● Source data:
*** Block opens ***

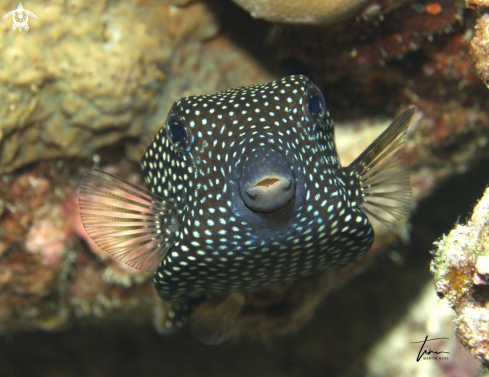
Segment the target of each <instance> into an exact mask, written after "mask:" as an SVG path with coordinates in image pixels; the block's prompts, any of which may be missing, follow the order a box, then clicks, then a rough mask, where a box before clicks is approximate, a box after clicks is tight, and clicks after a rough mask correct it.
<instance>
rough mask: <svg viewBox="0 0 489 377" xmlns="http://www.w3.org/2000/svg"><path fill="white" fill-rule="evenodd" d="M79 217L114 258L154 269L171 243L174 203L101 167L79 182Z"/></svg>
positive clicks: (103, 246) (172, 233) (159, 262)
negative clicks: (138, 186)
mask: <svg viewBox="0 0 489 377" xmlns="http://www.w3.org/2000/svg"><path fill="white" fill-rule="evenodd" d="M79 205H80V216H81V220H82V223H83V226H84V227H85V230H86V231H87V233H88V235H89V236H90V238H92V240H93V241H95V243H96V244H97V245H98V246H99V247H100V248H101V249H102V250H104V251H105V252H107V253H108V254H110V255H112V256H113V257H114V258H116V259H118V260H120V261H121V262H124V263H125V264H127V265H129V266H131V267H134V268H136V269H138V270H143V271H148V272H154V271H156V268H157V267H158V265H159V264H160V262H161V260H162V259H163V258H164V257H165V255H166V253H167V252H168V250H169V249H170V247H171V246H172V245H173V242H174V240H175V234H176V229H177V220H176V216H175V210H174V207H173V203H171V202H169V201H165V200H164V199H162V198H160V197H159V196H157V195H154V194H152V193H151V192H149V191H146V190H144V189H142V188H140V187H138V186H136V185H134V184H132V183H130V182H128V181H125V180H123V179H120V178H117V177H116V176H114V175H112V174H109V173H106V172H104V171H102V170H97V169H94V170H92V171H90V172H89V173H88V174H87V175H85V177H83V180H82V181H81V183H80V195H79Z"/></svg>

*** Block closes ***

● Required action:
Transcribe the complete set of entries verbatim. No pictures belong in the copy.

● Answer space:
Segment the target of each <instance> into an exact mask, written after "mask:" as an SVG path with coordinates in image pixels; the block's prompts, any of which may be missing, follow the order a box, then clicks, then a rough mask, where a box before clicks is approximate, a box after clicks is tight, and clicks after a rough mask correct it.
<instance>
rough mask: <svg viewBox="0 0 489 377" xmlns="http://www.w3.org/2000/svg"><path fill="white" fill-rule="evenodd" d="M79 217L114 258L154 269L171 243L174 203L101 167L79 182Z"/></svg>
positive clicks: (103, 246) (172, 233) (159, 262)
negative clicks: (138, 186)
mask: <svg viewBox="0 0 489 377" xmlns="http://www.w3.org/2000/svg"><path fill="white" fill-rule="evenodd" d="M79 205H80V216H81V220H82V223H83V226H84V227H85V230H86V231H87V233H88V235H89V236H90V238H92V240H93V241H95V243H96V244H97V245H98V246H99V247H100V248H101V249H102V250H104V251H105V252H107V253H108V254H110V255H112V256H113V257H114V258H116V259H118V260H120V261H121V262H124V263H125V264H127V265H129V266H131V267H134V268H136V269H138V270H143V271H148V272H154V271H156V268H157V267H158V265H159V264H160V262H161V260H162V259H163V258H164V257H165V255H166V253H167V252H168V250H169V249H170V247H171V246H172V245H173V242H174V240H175V234H176V229H177V220H176V216H175V210H174V207H173V203H171V202H169V201H165V200H164V199H162V198H160V197H159V196H157V195H154V194H152V193H151V192H149V191H146V190H144V189H142V188H140V187H138V186H136V185H134V184H132V183H130V182H128V181H125V180H123V179H120V178H117V177H116V176H114V175H112V174H109V173H106V172H104V171H102V170H97V169H94V170H92V171H90V172H89V173H88V174H87V175H85V177H83V180H82V181H81V183H80V195H79Z"/></svg>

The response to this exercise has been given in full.